WHAT THE TASK REQUIRES:
Below are records to be output exactly, every one of them.

THE RECORDS:
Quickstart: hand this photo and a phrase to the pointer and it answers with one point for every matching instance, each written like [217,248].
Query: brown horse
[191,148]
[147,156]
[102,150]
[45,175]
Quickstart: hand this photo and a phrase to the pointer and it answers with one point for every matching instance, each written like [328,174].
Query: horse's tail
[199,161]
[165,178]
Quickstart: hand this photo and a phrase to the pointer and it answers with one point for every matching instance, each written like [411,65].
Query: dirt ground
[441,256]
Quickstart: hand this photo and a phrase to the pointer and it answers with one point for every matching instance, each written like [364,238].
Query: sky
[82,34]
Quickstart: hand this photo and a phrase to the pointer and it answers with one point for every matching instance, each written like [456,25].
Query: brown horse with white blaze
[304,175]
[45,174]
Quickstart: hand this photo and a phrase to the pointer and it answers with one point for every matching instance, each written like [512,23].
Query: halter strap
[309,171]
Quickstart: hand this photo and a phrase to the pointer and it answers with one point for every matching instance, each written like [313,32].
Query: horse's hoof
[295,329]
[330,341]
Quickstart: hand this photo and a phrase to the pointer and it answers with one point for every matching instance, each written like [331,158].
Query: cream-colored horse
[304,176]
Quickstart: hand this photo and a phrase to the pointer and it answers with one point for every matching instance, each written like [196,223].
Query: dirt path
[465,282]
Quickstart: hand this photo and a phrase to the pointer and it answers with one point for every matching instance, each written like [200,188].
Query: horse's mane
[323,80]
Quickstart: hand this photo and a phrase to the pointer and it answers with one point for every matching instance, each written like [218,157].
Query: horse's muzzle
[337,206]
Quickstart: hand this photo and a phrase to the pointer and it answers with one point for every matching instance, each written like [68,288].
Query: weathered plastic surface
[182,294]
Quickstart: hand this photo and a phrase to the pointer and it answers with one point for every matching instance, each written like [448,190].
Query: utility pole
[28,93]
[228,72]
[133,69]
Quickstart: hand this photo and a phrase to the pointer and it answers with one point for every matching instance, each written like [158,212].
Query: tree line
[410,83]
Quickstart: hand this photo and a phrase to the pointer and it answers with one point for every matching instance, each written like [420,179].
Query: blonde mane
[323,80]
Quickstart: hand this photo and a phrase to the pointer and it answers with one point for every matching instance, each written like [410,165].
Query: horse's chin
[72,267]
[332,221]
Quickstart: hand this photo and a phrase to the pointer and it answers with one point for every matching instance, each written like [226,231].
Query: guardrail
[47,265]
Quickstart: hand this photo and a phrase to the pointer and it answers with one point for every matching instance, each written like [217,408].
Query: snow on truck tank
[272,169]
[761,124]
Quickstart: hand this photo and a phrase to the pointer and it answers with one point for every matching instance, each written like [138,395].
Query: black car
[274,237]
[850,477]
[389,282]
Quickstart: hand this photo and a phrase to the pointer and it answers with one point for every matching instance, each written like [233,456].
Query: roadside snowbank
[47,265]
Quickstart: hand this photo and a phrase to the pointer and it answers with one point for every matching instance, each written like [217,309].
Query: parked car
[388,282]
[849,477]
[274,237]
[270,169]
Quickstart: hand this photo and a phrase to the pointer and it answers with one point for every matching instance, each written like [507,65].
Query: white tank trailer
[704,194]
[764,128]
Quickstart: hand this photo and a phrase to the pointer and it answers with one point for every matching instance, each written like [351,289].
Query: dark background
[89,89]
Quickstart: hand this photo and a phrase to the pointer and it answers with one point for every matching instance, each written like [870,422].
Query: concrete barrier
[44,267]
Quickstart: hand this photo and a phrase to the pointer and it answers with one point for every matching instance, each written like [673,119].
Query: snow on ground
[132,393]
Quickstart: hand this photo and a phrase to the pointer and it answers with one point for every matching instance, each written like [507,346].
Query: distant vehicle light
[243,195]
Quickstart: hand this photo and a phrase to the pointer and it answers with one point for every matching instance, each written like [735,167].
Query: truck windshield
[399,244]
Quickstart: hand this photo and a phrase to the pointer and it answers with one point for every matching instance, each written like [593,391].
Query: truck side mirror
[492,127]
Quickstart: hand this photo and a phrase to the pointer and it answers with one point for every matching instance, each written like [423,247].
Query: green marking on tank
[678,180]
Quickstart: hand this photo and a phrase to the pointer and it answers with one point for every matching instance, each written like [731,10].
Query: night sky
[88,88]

SOLUTION TO THE EXERCISE:
Quickstart: hand this photo and a phrase to the pointer and it answers with one point for every matching instance, each written like [217,248].
Query: brown horse
[191,148]
[147,156]
[102,150]
[45,175]
Quickstart: hand this photo and a phrase to the pointer and it answers with one point for every matching instance, each written like [328,174].
Query: horse's tail
[199,161]
[165,178]
Quickstart: hand this photo and a phrase to the pointer and it answers with one point for every matching instance, each written like [411,65].
Query: dirt ground
[441,256]
Quickstart: hand this photo and a phrase to the pointer and it answers with one point for every matching instance, each written like [364,238].
Query: sky
[82,34]
Quickstart: hand this photo and a phrase to the pointer and it answers with one point for every matching instance, each written like [456,25].
Query: brown horse with white blaze
[304,175]
[45,174]
Quickstart: hand this photo and a phrase to the pointer and it answers with one point for every matching instance, each written like [512,23].
Query: halter strap
[309,171]
Quickstart: hand this photo and a phrase to the pointer and it answers with one point for every matching instance, each written like [313,32].
Query: horse's hoof
[295,329]
[330,341]
Quickstart: hand this photo and a phrase to the pointer and it answers with one point for every matching instance, each written like [331,158].
Query: cream-colored horse
[304,176]
Quickstart: hand this photo and a phrase to the pointer and it answers with one point for every matching instance, each written like [196,223].
Query: dirt path
[465,282]
Quickstart: hand this photo and a phrase to the pointer and it answers with one point for every matching instance, each written like [200,188].
Query: horse's mane
[323,80]
Quickstart: hand this photo and a phrase to the pointer and it answers with one point for every matching instance, each written like [218,157].
Query: horse's muzzle
[337,206]
Quickstart: hand this photo and a phrase to the pointer and it answers with one point for every matching instance, each written like [68,288].
Query: weathered plastic surface
[182,294]
Quickstart: hand this photo and a phrase to the pointer and it answers with one point for every matching instance, each written like [448,190].
Query: utility pole
[28,93]
[228,72]
[133,69]
Quickstart: hand this photo and a phrase to the pointer and it answers with one point for every matching instance, each written like [158,212].
Query: tree line
[410,83]
Quickstart: hand this photo and a phrase to the pointer and it answers with one point for every matching instance, each written like [420,179].
Query: blonde mane
[323,80]
Quickstart: hand this photo and a phrase to the pointer and it answers with one point for every matching instance, each written like [410,165].
Query: horse's chin
[72,267]
[332,221]
Quickstart: hand this photo and a phrase to the pointer and it answers with one point for every matching instance, each written like [226,231].
Query: guardrail
[47,265]
Quickstart: hand this photo and a phrase to the pointer and it answers with one point for every matching instance, each written like [217,408].
Query: snow on truck tank
[272,169]
[761,124]
Quickstart: hand this photo and a phrase to the pointer and it answers with one point for every matching instance, each written like [138,395].
Query: black car
[274,237]
[850,477]
[389,282]
Quickstart: hand this photo and a phrase to the pointer and it answers with one point for every matching instance, each written like [233,456].
Query: roadside snowbank
[47,265]
Quickstart: hand this photo and a phrase to the pointer and it answers with one point for every matching instance, each written like [217,309].
Query: parked car
[388,282]
[849,477]
[274,237]
[270,169]
Quickstart: hand this photo and a phrase to the pointer and it answers with one point for every matching instance, each written like [507,65].
Query: white tank trailer
[704,194]
[764,128]
Quickstart: hand this photo and a phrase to the pointer and it answers with one point for every matching instance, each written like [351,289].
Query: dark background
[89,89]
Quickstart: hand this photo and a phrase to the pointer and it answers with one point for every matching instance, each written like [870,422].
Query: concrete barrier
[44,267]
Quickstart: hand this photo and a phrase to the pointer and it answers with one point for every matching instance, each written like [673,119].
Query: snow on ground
[132,393]
Quickstart: hand this photo and a phrase to the pointer and it answers with one point for every matching instance, each written like [507,346].
Query: distant vehicle light
[243,195]
Quickstart: hand this photo and a phrase to the pointer and it answers with one point for every matching instance, each written like [735,167].
Query: truck windshield
[399,244]
Quickstart: hand this photo and a phrase to the pointer and it answers with one point for every matching instance, each written like [593,391].
Query: truck side mirror
[492,127]
Quickstart: hand this photo and a phrase to the pointer and it answers with one point for every matching instance, each written like [423,247].
Query: green marking on tank
[678,180]
Quickstart: hand this photo and a phrase to the pointer and it answers with one point for every matching instance, each written like [731,10].
Query: night sky
[88,88]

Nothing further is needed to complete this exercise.